[THE PROBLEM]:
Copy out all of the material below, including the requests, but multiply every pixel coordinate in the answers by 0.75 and round to whole numbers, rounding halves up. Leave the pictures out.
======
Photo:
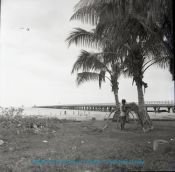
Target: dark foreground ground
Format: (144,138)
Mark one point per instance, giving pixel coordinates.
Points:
(23,142)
======
[RESPONSE]:
Photo:
Target: dark foreground ground
Format: (144,138)
Mark one point per instance, giving pixel coordinates.
Points:
(17,107)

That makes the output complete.